TEXT FOR ANALYSIS:
____
Moreover, measuring triglycerides was still much more difficult than measuring cholesterol, and so only the rare laboratory had the facilities to do it. The National Institutes of Health, which was effectively the only source of funding for this research in the United States, had already committed its resources to three enormous studies—the Framingham Heart Study, Keys’s Seven Countries Study, and the pilot programs of the National Diet-Heart Study. These studies would measure only cholesterol and so test only Keys’s hypothesis. No consideration was given to any alternative hypothesis. By 1961, Keys and his collaborators in the Seven Countries Study had measured cholesterol in over ten thousand men. By 1963, they had completed the exams on another eighteen hundred men. Even had it been technically possible to include triglycerides in the measurements, or to return to the original locales and retest for triglycerides, the cost would have been astronomical. The result, as we’ve seen, was considered a resounding victory for Keys’s fat-cholesterol hypothesis.
____
Saved data entries
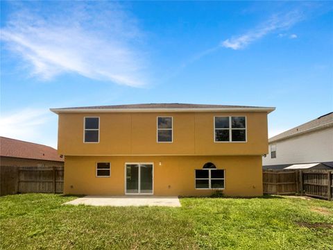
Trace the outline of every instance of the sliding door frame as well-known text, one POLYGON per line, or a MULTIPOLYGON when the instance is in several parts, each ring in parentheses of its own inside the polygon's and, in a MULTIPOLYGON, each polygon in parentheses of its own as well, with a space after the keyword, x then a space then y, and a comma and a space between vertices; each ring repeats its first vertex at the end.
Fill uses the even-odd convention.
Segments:
POLYGON ((153 195, 154 194, 154 162, 125 162, 125 194, 133 194, 133 195, 153 195), (127 169, 126 166, 128 165, 139 165, 139 174, 138 174, 138 193, 128 193, 127 192, 127 169), (141 193, 141 165, 151 165, 153 166, 152 169, 152 192, 151 193, 141 193))

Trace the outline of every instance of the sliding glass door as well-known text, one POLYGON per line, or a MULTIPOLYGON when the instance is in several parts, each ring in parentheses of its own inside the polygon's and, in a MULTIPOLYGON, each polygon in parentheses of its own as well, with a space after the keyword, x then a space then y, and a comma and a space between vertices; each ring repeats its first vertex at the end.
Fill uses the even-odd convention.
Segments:
POLYGON ((126 194, 153 194, 153 163, 126 163, 126 194))

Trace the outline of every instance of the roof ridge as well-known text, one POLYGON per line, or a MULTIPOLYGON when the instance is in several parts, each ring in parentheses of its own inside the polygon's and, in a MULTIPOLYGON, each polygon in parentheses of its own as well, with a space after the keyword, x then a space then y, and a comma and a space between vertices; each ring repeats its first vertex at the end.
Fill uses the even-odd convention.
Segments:
POLYGON ((0 136, 0 139, 1 139, 1 138, 6 138, 6 139, 9 139, 9 140, 14 140, 19 141, 19 142, 26 142, 26 143, 30 143, 30 144, 36 144, 36 145, 40 145, 40 146, 43 146, 43 147, 50 147, 50 148, 51 148, 51 149, 53 149, 57 150, 56 149, 55 149, 55 148, 53 148, 53 147, 51 147, 51 146, 42 144, 40 144, 40 143, 27 142, 27 141, 24 141, 24 140, 22 140, 15 139, 15 138, 8 138, 8 137, 6 137, 6 136, 0 136))

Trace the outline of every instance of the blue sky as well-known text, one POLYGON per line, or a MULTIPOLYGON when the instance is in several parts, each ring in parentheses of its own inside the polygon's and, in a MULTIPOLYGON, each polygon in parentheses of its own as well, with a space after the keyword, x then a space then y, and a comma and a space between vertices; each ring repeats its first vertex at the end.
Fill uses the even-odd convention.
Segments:
POLYGON ((50 108, 274 106, 270 136, 333 110, 332 2, 1 5, 3 136, 56 147, 50 108))

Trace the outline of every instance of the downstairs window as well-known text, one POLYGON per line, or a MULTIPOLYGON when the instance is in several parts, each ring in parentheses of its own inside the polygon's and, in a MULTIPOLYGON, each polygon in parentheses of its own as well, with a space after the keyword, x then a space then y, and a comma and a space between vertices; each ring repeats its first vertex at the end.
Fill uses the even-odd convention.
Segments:
POLYGON ((196 169, 196 189, 224 189, 224 169, 217 169, 212 162, 196 169))

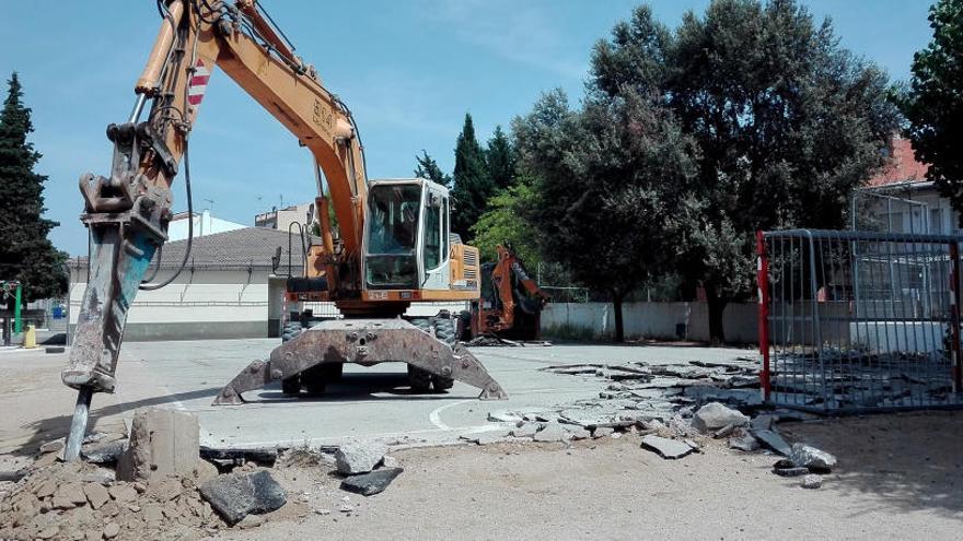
____
QUESTIONS:
(1) In the passage on cholesterol and triglyceride research, how many men had Keys and his collaborators measured cholesterol in by 1961?
(2) Carry on the passage on cholesterol and triglyceride research from its final sentence.
The items have no role in any of this.

RESPONSE LIST:
(1) Over ten thousand men.

(2)
The research that would finally lead to a large-scale test of the carbohydrate/ triglyceride/heart-disease hypothesis emerged from the National Institutes of Health in early 1967. This was a collaboration between Donald Fredrickson and Robert Levy, who would become directors of the National Institutes of Health and the National Heart, Lung, and Blood Institute respectively, and Robert Lees, then of Rockefeller University. It was published in a fifty-page, five-part series in The New England Journal of Medicine. First Fredrickson, Levy, and Lees proposed a simplified classification of lipoproteins (perhaps an oversimplification, they acknowledged), which divided the lipoproteins in the bloodstream into four categories: LDL, which typically carried most of the cholesterol; VLDL, which carried most of the triglycerides; the high-density lipoproteins, HDL; and chylomicrons, which carry dietary fat from the intestine to the fat tissue. Then they proposed a classification scheme for disorders of lipoprotein metabolism, each delineated by a roman numeral, that included both those of abnormally high amounts of LDL cholesterol, which they suggested might be ameliorated by low-fat diets, as well as those characterized by abnormally high triglycerides carried in VLDL, which would be ameliorated by low-carbohydrate diets.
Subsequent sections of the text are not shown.